> TEXT SHOWN
══════════

Austin Dacey, thanks so much for having me. DJ Grothe. 

Congratulations on the book, Austin. We’ve worked together for years. I’ve known that you’ve had this kind of controversial view. It’s not a view that a lot of other secularists share. This book is making quite a splash out there. Not only is it being praised big time by some secularists like Sam Harris, but also by conservative religious thinkers who’ve been fighting secularism for decades. Maybe we’ll get to that later in the discussion. But to start off, Austin, you begin your book by arguing that secularism has lost its soul. You’re basically saying that secularism, secular liberals, have lost their sense of moral direction. 

Yes, I argue that secular values like individual autonomy, separation of religion and state self-criticism are under assault from from Rome to Tehran to Washington. And almost nowhere are secular liberals defending them. The religious claim, a monopoly on morality and secular liberals stand accused of standing for nothing. Now here by a secular liberal and I consider myself one. I don’t necessarily mean an atheist or agnostic, but anyone for whom gods and religion make little difference who puts the here before the hereafter and the freedom of the individual morally prior to the good of the group. So I say far too many secular liberals today are afraid to talk about religion or to use the language of virtue and vice. Good and evil. Sin and redemption. And so we have abandoned the field of morality to the religious, the heart and soul of the very idea of the secular open society. I say is conscience, and that is what we have lost.

══════════

> Records from a data collection
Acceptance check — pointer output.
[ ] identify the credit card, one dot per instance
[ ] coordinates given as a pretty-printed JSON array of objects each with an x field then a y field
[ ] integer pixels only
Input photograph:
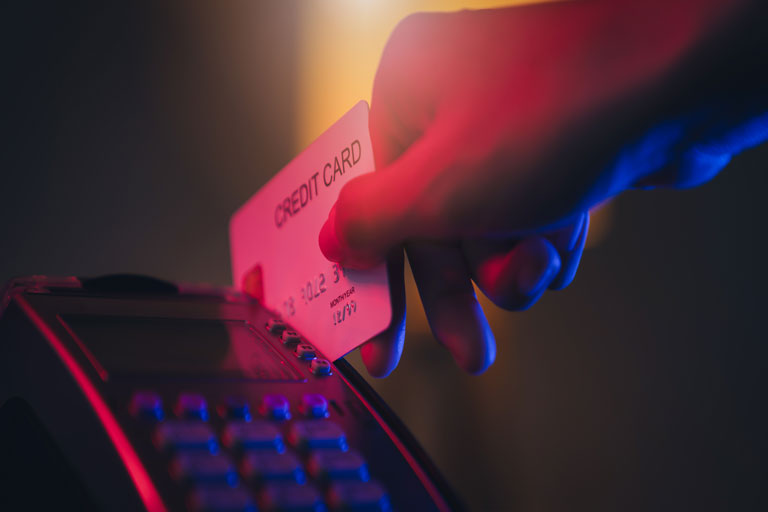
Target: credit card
[{"x": 275, "y": 252}]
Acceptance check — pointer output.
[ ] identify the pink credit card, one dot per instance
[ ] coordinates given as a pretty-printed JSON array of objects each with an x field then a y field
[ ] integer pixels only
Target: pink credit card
[{"x": 274, "y": 248}]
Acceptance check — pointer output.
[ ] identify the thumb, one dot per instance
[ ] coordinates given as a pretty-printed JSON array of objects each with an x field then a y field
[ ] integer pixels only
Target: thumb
[{"x": 380, "y": 210}]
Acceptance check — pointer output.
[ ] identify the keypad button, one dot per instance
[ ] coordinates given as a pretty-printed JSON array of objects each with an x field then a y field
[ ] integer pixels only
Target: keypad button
[
  {"x": 147, "y": 405},
  {"x": 317, "y": 434},
  {"x": 305, "y": 351},
  {"x": 202, "y": 467},
  {"x": 335, "y": 465},
  {"x": 290, "y": 337},
  {"x": 221, "y": 498},
  {"x": 320, "y": 367},
  {"x": 192, "y": 406},
  {"x": 275, "y": 407},
  {"x": 235, "y": 408},
  {"x": 293, "y": 497},
  {"x": 255, "y": 435},
  {"x": 314, "y": 406},
  {"x": 264, "y": 466},
  {"x": 185, "y": 435},
  {"x": 275, "y": 326},
  {"x": 359, "y": 496}
]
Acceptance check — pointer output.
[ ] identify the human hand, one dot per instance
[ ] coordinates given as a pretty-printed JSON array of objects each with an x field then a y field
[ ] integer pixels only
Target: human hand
[{"x": 495, "y": 131}]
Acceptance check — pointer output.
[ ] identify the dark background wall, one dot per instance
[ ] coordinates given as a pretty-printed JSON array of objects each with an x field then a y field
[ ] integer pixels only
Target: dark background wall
[{"x": 131, "y": 133}]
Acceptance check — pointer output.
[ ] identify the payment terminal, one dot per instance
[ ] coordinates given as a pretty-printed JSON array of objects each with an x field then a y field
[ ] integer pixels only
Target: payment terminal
[{"x": 130, "y": 393}]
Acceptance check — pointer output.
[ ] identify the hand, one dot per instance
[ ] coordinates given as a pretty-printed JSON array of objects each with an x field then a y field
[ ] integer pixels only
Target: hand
[{"x": 495, "y": 131}]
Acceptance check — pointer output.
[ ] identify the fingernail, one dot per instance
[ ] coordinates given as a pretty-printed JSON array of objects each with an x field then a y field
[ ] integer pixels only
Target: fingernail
[{"x": 329, "y": 242}]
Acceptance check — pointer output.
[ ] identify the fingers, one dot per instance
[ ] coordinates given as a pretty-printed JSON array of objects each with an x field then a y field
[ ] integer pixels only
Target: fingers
[
  {"x": 415, "y": 197},
  {"x": 513, "y": 274},
  {"x": 569, "y": 243},
  {"x": 454, "y": 315},
  {"x": 382, "y": 353}
]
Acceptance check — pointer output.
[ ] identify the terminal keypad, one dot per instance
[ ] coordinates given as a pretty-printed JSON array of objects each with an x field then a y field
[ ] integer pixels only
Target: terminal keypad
[{"x": 261, "y": 458}]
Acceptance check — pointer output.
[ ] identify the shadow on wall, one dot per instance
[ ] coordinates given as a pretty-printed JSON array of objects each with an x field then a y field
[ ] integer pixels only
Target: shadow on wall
[{"x": 133, "y": 130}]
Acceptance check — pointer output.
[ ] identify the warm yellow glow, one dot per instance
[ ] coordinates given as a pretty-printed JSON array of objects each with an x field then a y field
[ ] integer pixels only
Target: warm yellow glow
[{"x": 340, "y": 42}]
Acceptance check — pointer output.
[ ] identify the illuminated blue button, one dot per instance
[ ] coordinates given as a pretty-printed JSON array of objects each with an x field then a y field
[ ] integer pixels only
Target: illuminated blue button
[
  {"x": 318, "y": 434},
  {"x": 192, "y": 406},
  {"x": 208, "y": 498},
  {"x": 256, "y": 435},
  {"x": 320, "y": 367},
  {"x": 203, "y": 467},
  {"x": 290, "y": 337},
  {"x": 272, "y": 466},
  {"x": 276, "y": 407},
  {"x": 314, "y": 405},
  {"x": 359, "y": 496},
  {"x": 275, "y": 326},
  {"x": 293, "y": 497},
  {"x": 185, "y": 435},
  {"x": 305, "y": 351},
  {"x": 147, "y": 404},
  {"x": 236, "y": 408},
  {"x": 336, "y": 465}
]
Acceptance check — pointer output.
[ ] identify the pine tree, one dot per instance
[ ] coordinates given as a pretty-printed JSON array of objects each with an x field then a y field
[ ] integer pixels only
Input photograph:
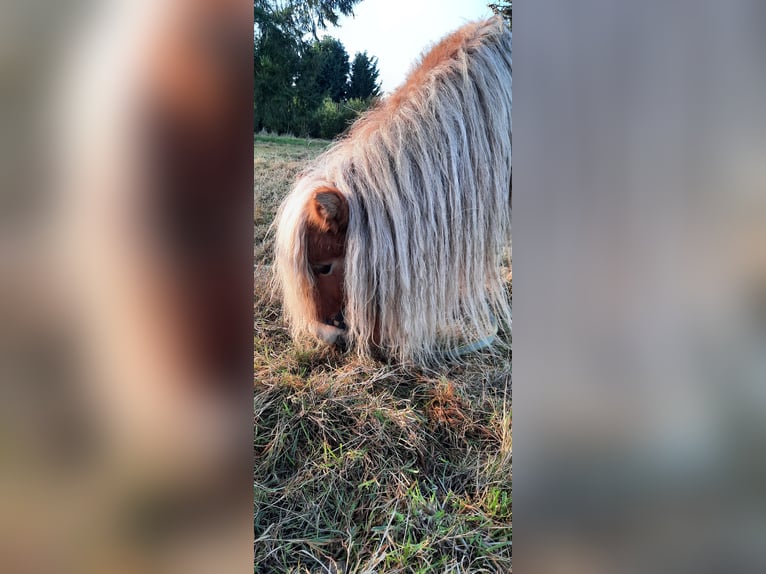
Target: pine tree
[{"x": 363, "y": 82}]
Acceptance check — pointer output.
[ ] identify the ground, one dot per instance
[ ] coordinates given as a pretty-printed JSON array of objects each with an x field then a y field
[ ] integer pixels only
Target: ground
[{"x": 364, "y": 467}]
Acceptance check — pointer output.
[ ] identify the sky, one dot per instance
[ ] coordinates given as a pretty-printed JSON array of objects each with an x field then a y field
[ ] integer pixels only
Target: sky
[{"x": 397, "y": 31}]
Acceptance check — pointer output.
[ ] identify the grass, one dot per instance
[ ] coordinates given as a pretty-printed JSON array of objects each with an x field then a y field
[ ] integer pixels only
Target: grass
[{"x": 362, "y": 467}]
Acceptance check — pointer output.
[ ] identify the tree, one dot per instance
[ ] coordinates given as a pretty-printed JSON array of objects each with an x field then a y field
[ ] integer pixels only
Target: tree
[
  {"x": 275, "y": 65},
  {"x": 505, "y": 9},
  {"x": 363, "y": 82},
  {"x": 332, "y": 68},
  {"x": 303, "y": 17}
]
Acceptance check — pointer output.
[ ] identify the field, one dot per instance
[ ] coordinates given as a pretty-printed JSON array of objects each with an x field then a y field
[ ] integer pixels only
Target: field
[{"x": 363, "y": 467}]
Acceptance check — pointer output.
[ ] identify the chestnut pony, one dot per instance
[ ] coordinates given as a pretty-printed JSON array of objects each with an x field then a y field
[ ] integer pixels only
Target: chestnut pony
[{"x": 392, "y": 240}]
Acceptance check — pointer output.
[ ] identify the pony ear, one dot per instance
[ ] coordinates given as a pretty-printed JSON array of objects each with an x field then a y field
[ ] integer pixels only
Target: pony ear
[{"x": 329, "y": 210}]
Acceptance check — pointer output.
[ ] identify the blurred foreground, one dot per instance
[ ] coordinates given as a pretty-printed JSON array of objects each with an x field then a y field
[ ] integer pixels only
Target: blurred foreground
[
  {"x": 640, "y": 286},
  {"x": 126, "y": 286}
]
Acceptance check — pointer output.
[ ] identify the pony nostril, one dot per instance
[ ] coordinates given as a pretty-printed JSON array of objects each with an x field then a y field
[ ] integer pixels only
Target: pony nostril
[{"x": 337, "y": 321}]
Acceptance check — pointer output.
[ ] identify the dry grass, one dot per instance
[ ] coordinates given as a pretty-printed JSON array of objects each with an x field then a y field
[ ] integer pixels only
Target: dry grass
[{"x": 365, "y": 467}]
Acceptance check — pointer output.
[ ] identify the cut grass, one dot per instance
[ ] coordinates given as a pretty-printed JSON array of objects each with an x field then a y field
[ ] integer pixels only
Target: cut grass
[{"x": 366, "y": 467}]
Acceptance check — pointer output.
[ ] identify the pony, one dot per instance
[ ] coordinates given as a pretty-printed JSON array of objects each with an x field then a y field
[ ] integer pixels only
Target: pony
[{"x": 391, "y": 241}]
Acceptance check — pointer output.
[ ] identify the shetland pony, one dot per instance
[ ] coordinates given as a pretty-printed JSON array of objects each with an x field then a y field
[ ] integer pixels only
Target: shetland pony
[{"x": 392, "y": 239}]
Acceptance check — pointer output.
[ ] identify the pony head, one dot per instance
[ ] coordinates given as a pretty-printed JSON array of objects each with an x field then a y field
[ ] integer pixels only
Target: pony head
[
  {"x": 311, "y": 250},
  {"x": 392, "y": 239}
]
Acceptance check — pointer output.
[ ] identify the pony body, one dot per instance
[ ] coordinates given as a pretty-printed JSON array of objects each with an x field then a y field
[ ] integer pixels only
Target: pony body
[{"x": 393, "y": 238}]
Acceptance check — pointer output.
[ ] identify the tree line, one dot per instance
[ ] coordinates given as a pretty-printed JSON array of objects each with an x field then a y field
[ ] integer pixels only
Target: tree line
[
  {"x": 307, "y": 87},
  {"x": 310, "y": 87}
]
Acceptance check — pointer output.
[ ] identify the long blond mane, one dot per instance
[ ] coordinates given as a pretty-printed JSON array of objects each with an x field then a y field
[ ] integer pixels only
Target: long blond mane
[{"x": 427, "y": 177}]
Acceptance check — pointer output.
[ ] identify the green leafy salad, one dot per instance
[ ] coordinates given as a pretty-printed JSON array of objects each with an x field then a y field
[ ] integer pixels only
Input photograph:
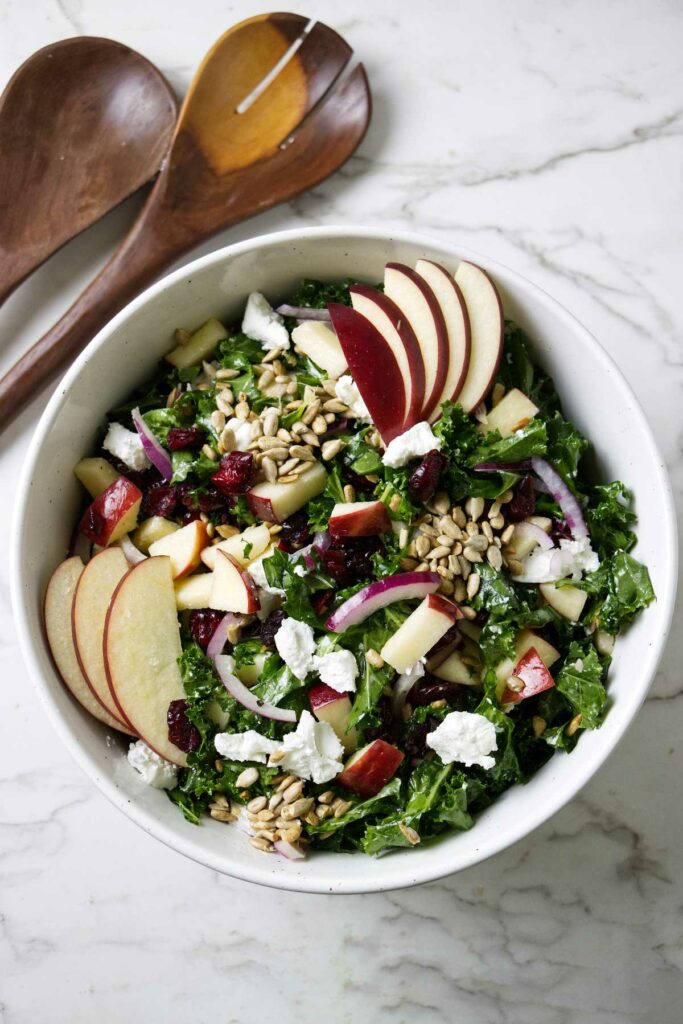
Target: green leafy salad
[{"x": 355, "y": 578}]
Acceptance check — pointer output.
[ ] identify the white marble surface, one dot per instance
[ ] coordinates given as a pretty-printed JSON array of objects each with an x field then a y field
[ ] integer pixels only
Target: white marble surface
[{"x": 548, "y": 135}]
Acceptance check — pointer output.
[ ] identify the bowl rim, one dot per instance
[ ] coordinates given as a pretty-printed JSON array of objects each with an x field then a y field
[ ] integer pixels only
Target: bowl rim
[{"x": 400, "y": 872}]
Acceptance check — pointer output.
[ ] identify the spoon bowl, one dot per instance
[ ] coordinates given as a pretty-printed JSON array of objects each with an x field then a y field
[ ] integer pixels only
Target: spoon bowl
[{"x": 84, "y": 123}]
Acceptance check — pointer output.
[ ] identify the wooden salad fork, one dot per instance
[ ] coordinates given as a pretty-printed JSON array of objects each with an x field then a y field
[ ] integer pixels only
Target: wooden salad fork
[
  {"x": 271, "y": 112},
  {"x": 84, "y": 123}
]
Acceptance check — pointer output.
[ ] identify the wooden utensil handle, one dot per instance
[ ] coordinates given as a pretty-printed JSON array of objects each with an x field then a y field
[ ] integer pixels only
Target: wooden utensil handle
[{"x": 143, "y": 254}]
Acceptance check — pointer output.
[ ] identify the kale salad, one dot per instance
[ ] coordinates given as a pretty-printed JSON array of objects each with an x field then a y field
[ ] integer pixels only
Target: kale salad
[{"x": 344, "y": 574}]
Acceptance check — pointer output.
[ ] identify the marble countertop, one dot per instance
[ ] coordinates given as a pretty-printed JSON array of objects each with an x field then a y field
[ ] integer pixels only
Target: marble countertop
[{"x": 547, "y": 135}]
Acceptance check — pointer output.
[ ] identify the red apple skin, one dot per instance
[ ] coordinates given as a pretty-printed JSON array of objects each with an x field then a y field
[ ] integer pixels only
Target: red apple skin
[
  {"x": 445, "y": 607},
  {"x": 534, "y": 673},
  {"x": 364, "y": 522},
  {"x": 410, "y": 342},
  {"x": 374, "y": 369},
  {"x": 105, "y": 512},
  {"x": 430, "y": 400},
  {"x": 369, "y": 770}
]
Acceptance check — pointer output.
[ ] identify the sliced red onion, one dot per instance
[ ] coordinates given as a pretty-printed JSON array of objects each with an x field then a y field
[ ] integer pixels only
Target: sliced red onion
[
  {"x": 245, "y": 696},
  {"x": 303, "y": 312},
  {"x": 378, "y": 595},
  {"x": 503, "y": 467},
  {"x": 290, "y": 850},
  {"x": 560, "y": 492},
  {"x": 219, "y": 635},
  {"x": 155, "y": 451},
  {"x": 530, "y": 531},
  {"x": 82, "y": 547},
  {"x": 132, "y": 554}
]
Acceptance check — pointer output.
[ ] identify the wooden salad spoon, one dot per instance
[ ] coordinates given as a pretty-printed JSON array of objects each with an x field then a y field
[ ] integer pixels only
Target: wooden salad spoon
[
  {"x": 245, "y": 140},
  {"x": 84, "y": 123}
]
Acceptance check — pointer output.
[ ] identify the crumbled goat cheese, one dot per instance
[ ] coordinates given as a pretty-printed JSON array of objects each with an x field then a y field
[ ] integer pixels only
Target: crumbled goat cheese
[
  {"x": 262, "y": 324},
  {"x": 296, "y": 646},
  {"x": 126, "y": 445},
  {"x": 412, "y": 444},
  {"x": 242, "y": 433},
  {"x": 466, "y": 738},
  {"x": 572, "y": 558},
  {"x": 347, "y": 391},
  {"x": 156, "y": 771},
  {"x": 249, "y": 745},
  {"x": 338, "y": 669},
  {"x": 311, "y": 752}
]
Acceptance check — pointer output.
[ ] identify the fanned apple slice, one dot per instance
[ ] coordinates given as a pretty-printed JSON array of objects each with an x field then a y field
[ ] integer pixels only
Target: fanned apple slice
[
  {"x": 396, "y": 331},
  {"x": 141, "y": 650},
  {"x": 457, "y": 323},
  {"x": 417, "y": 301},
  {"x": 93, "y": 594},
  {"x": 58, "y": 603},
  {"x": 486, "y": 332},
  {"x": 374, "y": 368}
]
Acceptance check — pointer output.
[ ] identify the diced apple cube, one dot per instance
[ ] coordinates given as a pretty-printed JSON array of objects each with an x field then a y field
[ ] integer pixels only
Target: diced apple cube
[
  {"x": 200, "y": 346},
  {"x": 420, "y": 632},
  {"x": 359, "y": 519},
  {"x": 512, "y": 413},
  {"x": 276, "y": 502}
]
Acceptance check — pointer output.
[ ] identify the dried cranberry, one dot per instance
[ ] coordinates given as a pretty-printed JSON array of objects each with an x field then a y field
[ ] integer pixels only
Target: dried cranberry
[
  {"x": 415, "y": 743},
  {"x": 203, "y": 623},
  {"x": 295, "y": 534},
  {"x": 269, "y": 627},
  {"x": 236, "y": 473},
  {"x": 429, "y": 689},
  {"x": 322, "y": 600},
  {"x": 424, "y": 479},
  {"x": 347, "y": 559},
  {"x": 179, "y": 438},
  {"x": 180, "y": 730},
  {"x": 523, "y": 501}
]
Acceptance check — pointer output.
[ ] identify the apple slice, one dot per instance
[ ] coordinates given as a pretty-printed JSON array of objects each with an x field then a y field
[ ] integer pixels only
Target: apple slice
[
  {"x": 183, "y": 548},
  {"x": 359, "y": 519},
  {"x": 457, "y": 323},
  {"x": 334, "y": 708},
  {"x": 375, "y": 370},
  {"x": 91, "y": 600},
  {"x": 371, "y": 768},
  {"x": 194, "y": 592},
  {"x": 567, "y": 601},
  {"x": 95, "y": 475},
  {"x": 276, "y": 502},
  {"x": 456, "y": 670},
  {"x": 396, "y": 331},
  {"x": 420, "y": 632},
  {"x": 513, "y": 412},
  {"x": 151, "y": 530},
  {"x": 113, "y": 514},
  {"x": 321, "y": 344},
  {"x": 486, "y": 331},
  {"x": 58, "y": 604},
  {"x": 532, "y": 672},
  {"x": 233, "y": 589},
  {"x": 417, "y": 301},
  {"x": 141, "y": 650},
  {"x": 244, "y": 547},
  {"x": 199, "y": 346}
]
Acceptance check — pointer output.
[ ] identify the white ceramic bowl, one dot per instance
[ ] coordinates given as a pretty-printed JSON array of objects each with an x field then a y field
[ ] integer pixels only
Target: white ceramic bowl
[{"x": 122, "y": 355}]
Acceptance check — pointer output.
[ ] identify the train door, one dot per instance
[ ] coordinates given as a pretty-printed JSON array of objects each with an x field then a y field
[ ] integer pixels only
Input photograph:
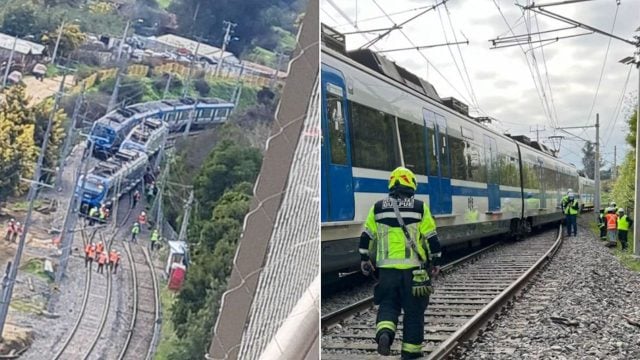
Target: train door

══════════

> SET OF TASKS
1. Duplicate the part of the interview on secularism that opens with the words containing "Austin Dacey, thanks" and closes with "of moral direction.".
2. List every place that the interview on secularism names as a source of the assault on secular values.
These items are not needed for any of the work here.

> RESULTS IN ORDER
1.
Austin Dacey, thanks so much for having me. DJ Grothe. 

Congratulations on the book, Austin. We’ve worked together for years. I’ve known that you’ve had this kind of controversial view. It’s not a view that a lot of other secularists share. This book is making quite a splash out there. Not only is it being praised big time by some secularists like Sam Harris, but also by conservative religious thinkers who’ve been fighting secularism for decades. Maybe we’ll get to that later in the discussion. But to start off, Austin, you begin your book by arguing that secularism has lost its soul. You’re basically saying that secularism, secular liberals, have lost their sense of moral direction.

2. Rome, Tehran, Washington